STORED DATA:
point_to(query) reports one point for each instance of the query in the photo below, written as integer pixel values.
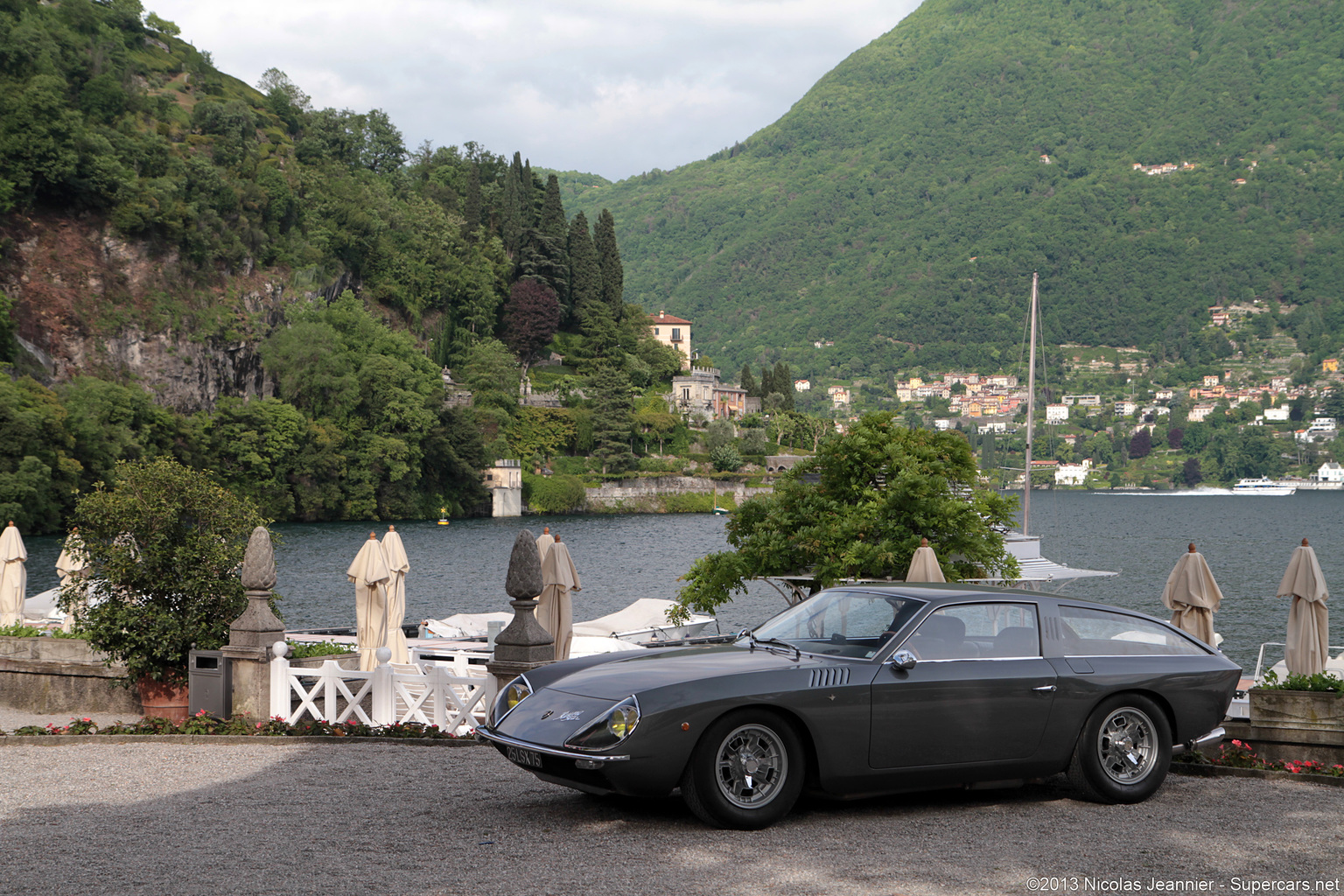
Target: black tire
(746, 771)
(1123, 752)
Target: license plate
(528, 758)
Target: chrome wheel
(1126, 746)
(752, 766)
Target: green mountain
(902, 205)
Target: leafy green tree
(749, 382)
(541, 431)
(718, 434)
(882, 489)
(164, 546)
(561, 494)
(1140, 444)
(726, 458)
(609, 260)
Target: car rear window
(1088, 632)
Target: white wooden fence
(448, 696)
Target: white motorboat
(1263, 485)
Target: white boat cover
(646, 612)
(1043, 570)
(466, 625)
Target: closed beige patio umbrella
(14, 575)
(72, 566)
(1308, 618)
(368, 572)
(544, 542)
(1193, 595)
(394, 555)
(554, 612)
(924, 566)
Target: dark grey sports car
(874, 690)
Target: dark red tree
(531, 318)
(1141, 444)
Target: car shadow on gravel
(815, 806)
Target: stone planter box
(1303, 710)
(52, 676)
(52, 649)
(343, 660)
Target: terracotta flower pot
(163, 700)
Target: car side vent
(830, 677)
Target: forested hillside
(148, 199)
(900, 206)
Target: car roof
(940, 592)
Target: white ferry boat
(1263, 485)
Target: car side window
(1088, 632)
(977, 630)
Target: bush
(718, 434)
(559, 494)
(726, 458)
(164, 549)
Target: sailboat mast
(1031, 407)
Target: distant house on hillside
(701, 394)
(674, 332)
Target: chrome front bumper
(494, 737)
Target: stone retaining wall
(648, 489)
(52, 676)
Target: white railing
(431, 695)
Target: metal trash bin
(208, 682)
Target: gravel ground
(390, 818)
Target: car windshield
(842, 622)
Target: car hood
(647, 670)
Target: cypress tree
(749, 382)
(613, 418)
(584, 271)
(472, 203)
(609, 256)
(511, 223)
(553, 211)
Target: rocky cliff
(88, 301)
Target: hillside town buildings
(674, 332)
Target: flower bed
(248, 727)
(1241, 755)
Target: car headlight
(516, 692)
(611, 728)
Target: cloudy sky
(608, 87)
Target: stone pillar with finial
(252, 634)
(523, 645)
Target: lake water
(1248, 542)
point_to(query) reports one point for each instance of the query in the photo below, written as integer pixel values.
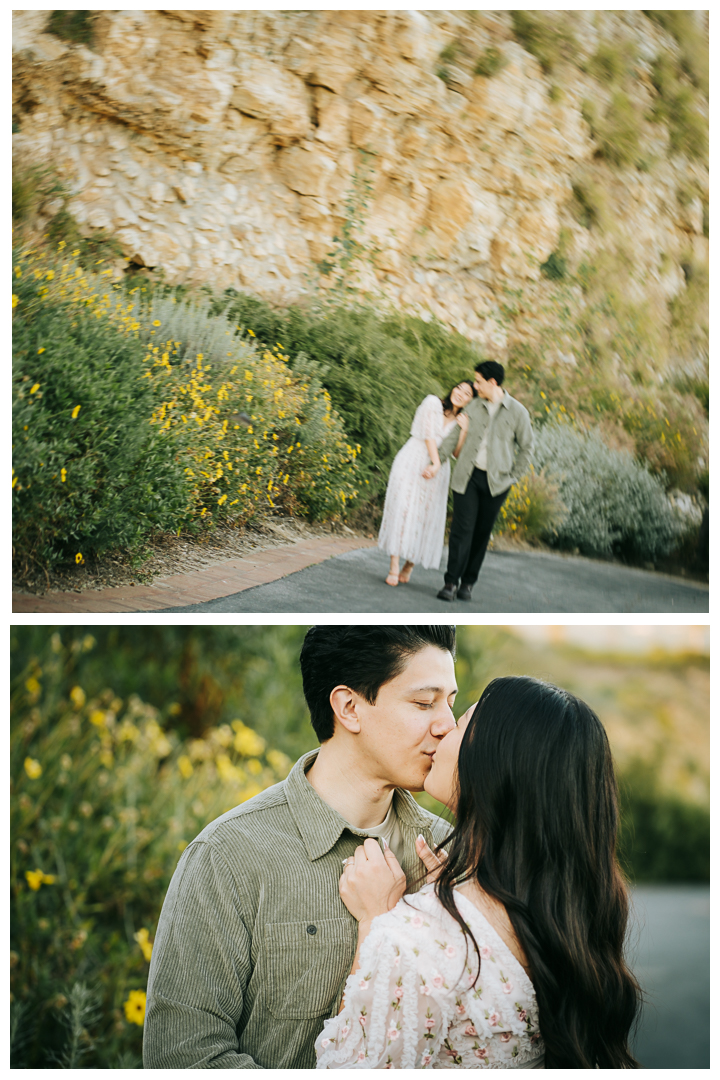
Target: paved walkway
(221, 579)
(512, 581)
(348, 576)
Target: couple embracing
(331, 922)
(490, 435)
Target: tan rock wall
(220, 145)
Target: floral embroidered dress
(411, 1004)
(413, 515)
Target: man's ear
(342, 702)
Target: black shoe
(448, 592)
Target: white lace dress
(411, 1004)
(413, 515)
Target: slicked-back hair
(537, 827)
(362, 658)
(491, 369)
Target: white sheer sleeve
(428, 420)
(398, 1004)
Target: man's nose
(443, 724)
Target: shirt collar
(318, 824)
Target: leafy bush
(376, 367)
(72, 26)
(677, 107)
(490, 62)
(90, 473)
(555, 267)
(104, 800)
(694, 53)
(620, 132)
(662, 836)
(612, 63)
(532, 510)
(121, 428)
(614, 507)
(547, 36)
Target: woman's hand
(372, 881)
(433, 863)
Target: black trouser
(473, 516)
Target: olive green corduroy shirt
(254, 944)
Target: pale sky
(624, 638)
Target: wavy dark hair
(537, 825)
(447, 404)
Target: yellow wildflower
(32, 768)
(135, 1008)
(143, 939)
(78, 697)
(185, 765)
(36, 878)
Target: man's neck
(340, 781)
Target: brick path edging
(178, 590)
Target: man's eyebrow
(430, 689)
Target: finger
(372, 851)
(393, 865)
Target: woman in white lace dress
(412, 525)
(513, 956)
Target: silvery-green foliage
(614, 505)
(189, 323)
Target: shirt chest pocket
(307, 964)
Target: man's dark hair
(491, 369)
(362, 658)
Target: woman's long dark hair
(537, 825)
(447, 404)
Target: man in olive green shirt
(494, 455)
(254, 944)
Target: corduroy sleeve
(200, 968)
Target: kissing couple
(333, 922)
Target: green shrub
(620, 132)
(72, 26)
(694, 53)
(612, 63)
(554, 267)
(677, 107)
(375, 378)
(591, 204)
(532, 510)
(614, 507)
(90, 473)
(104, 800)
(490, 62)
(547, 36)
(662, 837)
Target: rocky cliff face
(220, 146)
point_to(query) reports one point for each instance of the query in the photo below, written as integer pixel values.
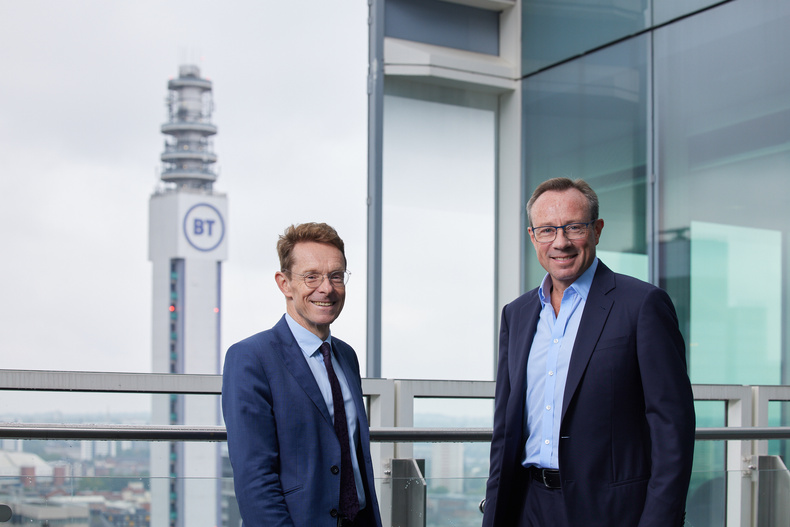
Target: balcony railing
(752, 485)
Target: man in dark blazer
(283, 402)
(594, 413)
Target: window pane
(555, 31)
(438, 233)
(724, 131)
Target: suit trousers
(540, 506)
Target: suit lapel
(294, 360)
(596, 311)
(349, 370)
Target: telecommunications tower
(187, 244)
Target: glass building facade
(676, 112)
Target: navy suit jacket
(627, 422)
(281, 440)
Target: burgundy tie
(349, 502)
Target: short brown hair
(562, 183)
(306, 232)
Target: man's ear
(283, 283)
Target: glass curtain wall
(723, 153)
(438, 185)
(701, 103)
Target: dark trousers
(541, 507)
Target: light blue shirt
(547, 369)
(310, 344)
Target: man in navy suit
(285, 393)
(594, 414)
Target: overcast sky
(82, 98)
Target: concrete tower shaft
(188, 159)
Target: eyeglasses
(572, 231)
(314, 280)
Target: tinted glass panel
(556, 31)
(443, 24)
(724, 156)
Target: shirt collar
(308, 341)
(581, 286)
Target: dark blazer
(281, 441)
(627, 429)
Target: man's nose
(326, 285)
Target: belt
(550, 478)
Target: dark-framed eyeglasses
(572, 231)
(314, 280)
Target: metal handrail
(380, 434)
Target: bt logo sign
(204, 227)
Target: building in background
(187, 244)
(677, 112)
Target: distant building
(187, 244)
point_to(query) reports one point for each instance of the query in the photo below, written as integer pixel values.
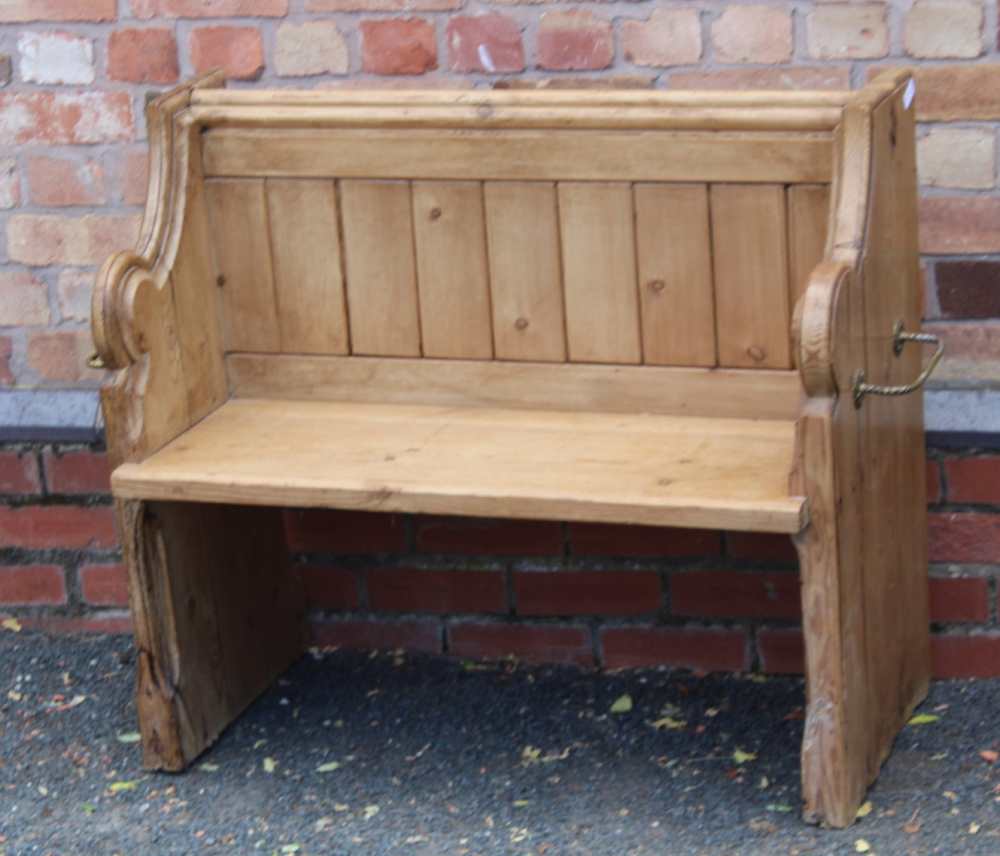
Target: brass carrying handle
(899, 338)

EXERCISE REQUIREMENTS: Drop the images, then copy the data exactly.

OUTPUT FOR THIS EXERCISE:
point_to(query) reports one point for each instance of the query in the photo below, written as integer pixel values.
Target: black tire
(746, 771)
(1123, 752)
Target: license plate
(528, 758)
Target: chrome wheel
(1126, 746)
(752, 766)
Target: green mountain
(902, 205)
Target: leafy green tree
(749, 382)
(541, 431)
(718, 434)
(882, 489)
(164, 546)
(561, 494)
(1140, 444)
(726, 458)
(609, 260)
Target: car rear window
(1088, 632)
Target: white wooden fence
(448, 696)
Target: white motorboat
(1263, 485)
Target: white boat cover
(646, 612)
(1043, 570)
(466, 625)
Target: closed beige patio umbrella
(14, 575)
(72, 566)
(1308, 618)
(368, 572)
(544, 542)
(1193, 595)
(394, 555)
(554, 612)
(924, 566)
Target: dark grey sports car
(874, 690)
Target: dark red tree
(531, 318)
(1141, 444)
Target: car shadow on gravel
(815, 806)
Target: stone planter box
(1303, 710)
(52, 676)
(52, 649)
(343, 660)
Target: terracotta flower pot
(163, 700)
Target: car side vent
(830, 677)
Target: forested hillside
(148, 199)
(900, 206)
Target: car roof
(940, 592)
Target: white ferry boat
(1263, 485)
Target: car side window
(1088, 632)
(977, 630)
Target: bush
(718, 434)
(559, 494)
(726, 458)
(164, 549)
Target: sailboat mast
(1031, 407)
Target: distant house on hillside
(701, 394)
(674, 332)
Target: chrome front bumper
(494, 737)
Target: stone retaining wall
(648, 489)
(52, 676)
Target: white railing
(431, 695)
Target: metal trash bin
(208, 682)
Target: gravel ground
(390, 818)
Target: car windshield
(842, 622)
Target: car hood
(647, 670)
Target: cypress tree
(749, 382)
(613, 418)
(584, 271)
(472, 203)
(609, 256)
(511, 223)
(553, 211)
Target: rocky cliff
(88, 301)
Target: hillside town buildings
(674, 332)
Target: flower bed
(248, 727)
(1241, 755)
Target: car headlight
(516, 692)
(611, 728)
Target: cloudy sky
(608, 87)
Target: stone pillar with finial
(252, 634)
(523, 645)
Target: lake water
(1248, 542)
point_to(query) reports one point for each instance of the query in the photo below, written as integer pixel values.
Target: paved walkway
(221, 579)
(512, 581)
(348, 576)
Target: couple embracing
(331, 922)
(490, 435)
Target: tan rock wall
(220, 145)
Target: floral embroidered dress
(411, 1004)
(413, 515)
Target: man's ear
(342, 702)
Target: black shoe
(448, 592)
Target: white lace dress
(411, 1004)
(413, 515)
Target: slicked-back hair
(537, 827)
(362, 658)
(491, 369)
Target: white sheer sleeve
(428, 420)
(398, 1004)
Target: man's nose
(443, 724)
Target: shirt collar
(318, 824)
Target: leafy bush
(376, 367)
(72, 26)
(677, 107)
(490, 62)
(90, 473)
(555, 267)
(104, 800)
(694, 53)
(620, 132)
(662, 836)
(612, 63)
(532, 510)
(121, 428)
(614, 507)
(547, 36)
Target: woman's hand
(372, 881)
(433, 863)
Target: black trouser
(473, 516)
Target: olive green corduroy shirt
(254, 944)
Target: pale sky
(624, 638)
Target: wavy dark hair
(537, 825)
(447, 404)
Target: yellow wildflower
(32, 768)
(135, 1008)
(143, 939)
(78, 697)
(185, 765)
(36, 878)
Target: man's neck
(340, 781)
Target: brick path edging
(178, 590)
Target: man's eyebrow
(430, 689)
Target: finger
(372, 851)
(393, 865)
Target: woman in white lace dress
(412, 525)
(513, 956)
Target: silvery-green foliage
(614, 505)
(189, 323)
Target: shirt chest pocket
(307, 964)
Target: man's dark hair
(491, 369)
(362, 658)
Target: woman's long dark hair
(537, 825)
(447, 404)
Target: man in olive green shirt
(494, 455)
(254, 944)
Target: corduroy sleeve
(200, 968)
Target: kissing couple
(333, 922)
Target: green shrub
(620, 132)
(72, 26)
(694, 53)
(612, 63)
(554, 267)
(677, 107)
(375, 378)
(591, 204)
(532, 510)
(614, 507)
(90, 473)
(104, 800)
(490, 62)
(547, 36)
(662, 837)
Target: rocky cliff face
(220, 146)
point_to(query) reports one point for each instance of the query in the photo below, written as integer pixel values.
Target: balcony railing
(752, 485)
Target: man in dark blazer
(283, 402)
(594, 413)
Target: window pane
(555, 31)
(438, 233)
(724, 131)
Target: suit trousers
(540, 506)
Target: suit lapel
(294, 360)
(596, 311)
(349, 370)
Target: telecommunications tower
(187, 244)
Target: glass building facade
(676, 112)
Target: navy suit jacket
(627, 422)
(281, 440)
Target: burgundy tie
(349, 502)
Target: short brown hair
(562, 183)
(306, 232)
Target: man's ear
(283, 283)
Target: glass curtain wall
(723, 153)
(438, 185)
(701, 103)
Target: dark trousers
(541, 507)
Target: light blue shirt
(547, 369)
(310, 344)
Target: man in navy suit
(285, 393)
(594, 414)
Target: overcast sky
(82, 98)
Target: concrete tower shaft
(188, 159)
Target: eyeglasses
(572, 231)
(314, 280)
Target: tinted glass panel
(556, 31)
(443, 24)
(724, 156)
Target: shirt collar
(308, 341)
(581, 286)
Target: dark blazer
(281, 441)
(627, 429)
Target: man's nose
(326, 285)
Target: belt
(550, 478)
Target: dark-framed eyeglasses
(572, 231)
(314, 280)
Target: metal handrail
(380, 434)
Target: bt logo sign
(204, 227)
Target: building in background
(187, 244)
(677, 112)
Target: distant building
(187, 244)
point_to(query) reports one point for each instance of the query in the photo below, written as integer pixel values.
Target: brass carrying handle
(899, 338)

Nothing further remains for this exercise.